[Lines contained in a dataset]
_ _ _ _

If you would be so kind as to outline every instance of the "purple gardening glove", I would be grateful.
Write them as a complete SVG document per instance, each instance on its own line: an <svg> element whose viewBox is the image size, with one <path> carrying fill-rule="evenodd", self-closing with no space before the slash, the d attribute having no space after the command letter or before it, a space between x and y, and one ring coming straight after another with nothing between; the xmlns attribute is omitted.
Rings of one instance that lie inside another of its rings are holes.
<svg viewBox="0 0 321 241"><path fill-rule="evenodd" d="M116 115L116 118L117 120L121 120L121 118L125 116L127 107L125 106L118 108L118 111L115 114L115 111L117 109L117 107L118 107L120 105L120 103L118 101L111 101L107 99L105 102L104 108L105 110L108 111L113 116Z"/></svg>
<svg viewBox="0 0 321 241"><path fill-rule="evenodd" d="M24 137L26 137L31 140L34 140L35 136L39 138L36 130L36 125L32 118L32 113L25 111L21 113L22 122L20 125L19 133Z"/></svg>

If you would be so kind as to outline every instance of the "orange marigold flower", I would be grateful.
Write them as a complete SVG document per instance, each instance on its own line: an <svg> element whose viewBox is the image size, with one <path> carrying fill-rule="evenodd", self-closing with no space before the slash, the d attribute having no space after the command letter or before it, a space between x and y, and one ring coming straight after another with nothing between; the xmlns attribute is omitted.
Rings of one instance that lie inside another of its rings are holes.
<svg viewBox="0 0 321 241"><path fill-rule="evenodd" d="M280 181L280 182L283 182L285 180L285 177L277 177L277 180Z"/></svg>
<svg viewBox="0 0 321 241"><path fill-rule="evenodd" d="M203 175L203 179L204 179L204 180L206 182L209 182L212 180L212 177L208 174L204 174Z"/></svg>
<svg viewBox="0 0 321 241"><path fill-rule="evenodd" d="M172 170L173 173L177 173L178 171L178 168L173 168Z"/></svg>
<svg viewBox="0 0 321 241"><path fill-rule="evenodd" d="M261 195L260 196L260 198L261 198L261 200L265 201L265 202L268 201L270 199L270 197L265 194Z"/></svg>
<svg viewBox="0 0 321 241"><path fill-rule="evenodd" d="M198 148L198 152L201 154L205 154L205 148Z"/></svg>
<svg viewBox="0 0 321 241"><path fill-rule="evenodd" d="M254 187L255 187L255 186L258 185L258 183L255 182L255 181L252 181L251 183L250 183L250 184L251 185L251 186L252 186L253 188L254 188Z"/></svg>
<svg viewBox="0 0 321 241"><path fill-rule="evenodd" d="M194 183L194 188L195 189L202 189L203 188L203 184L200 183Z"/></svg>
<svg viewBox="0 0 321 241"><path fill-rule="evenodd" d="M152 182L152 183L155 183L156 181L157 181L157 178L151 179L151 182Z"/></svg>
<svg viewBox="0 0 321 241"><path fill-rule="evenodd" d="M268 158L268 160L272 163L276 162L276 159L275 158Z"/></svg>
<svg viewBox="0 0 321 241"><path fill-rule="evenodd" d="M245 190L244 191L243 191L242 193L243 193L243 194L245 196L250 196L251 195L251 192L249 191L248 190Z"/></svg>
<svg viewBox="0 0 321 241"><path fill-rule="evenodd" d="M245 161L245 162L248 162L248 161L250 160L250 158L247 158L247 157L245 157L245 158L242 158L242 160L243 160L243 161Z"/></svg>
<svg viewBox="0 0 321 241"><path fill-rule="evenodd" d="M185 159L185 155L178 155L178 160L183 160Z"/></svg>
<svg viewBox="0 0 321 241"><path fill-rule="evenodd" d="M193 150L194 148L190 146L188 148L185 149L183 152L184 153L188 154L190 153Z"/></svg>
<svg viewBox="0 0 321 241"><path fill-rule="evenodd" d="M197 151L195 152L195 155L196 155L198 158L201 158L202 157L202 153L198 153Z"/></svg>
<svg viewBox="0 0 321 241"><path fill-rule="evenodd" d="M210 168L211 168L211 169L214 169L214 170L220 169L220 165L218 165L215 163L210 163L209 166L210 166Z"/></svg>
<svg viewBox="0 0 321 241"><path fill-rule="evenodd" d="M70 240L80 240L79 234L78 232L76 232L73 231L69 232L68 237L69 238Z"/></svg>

_ _ _ _

# PROBLEM TO SOLVE:
Change "purple gardening glove" to "green gardening glove" in everything from the start of the lines above down to the line containing "137L26 137L31 140L34", and write out only those lines again, with nothing else altered.

# RESULT OF THIS TASK:
If you would be so kind as to outline every instance of the "green gardening glove", I would be grateful.
Write them as a complete SVG document per instance, each instance on its own line: an <svg> element whose viewBox is the image size, with one <path> carrying fill-rule="evenodd", self-closing with no space before the slash, the d attribute having no space after the command letter or before it, a space between x and y, and one ring coming straight after another with nothing between; the xmlns attribute is omitted.
Rings of one instance that lie inside another of its rings are holes.
<svg viewBox="0 0 321 241"><path fill-rule="evenodd" d="M116 115L116 118L117 120L121 120L121 118L125 116L127 107L125 106L118 108L118 111L115 114L115 111L117 109L117 107L118 107L120 105L120 103L118 101L111 101L107 99L105 102L104 108L105 110L108 111L113 116Z"/></svg>
<svg viewBox="0 0 321 241"><path fill-rule="evenodd" d="M24 137L26 137L31 140L34 140L35 136L39 138L36 130L36 125L32 118L32 113L25 111L21 113L22 122L20 125L19 133Z"/></svg>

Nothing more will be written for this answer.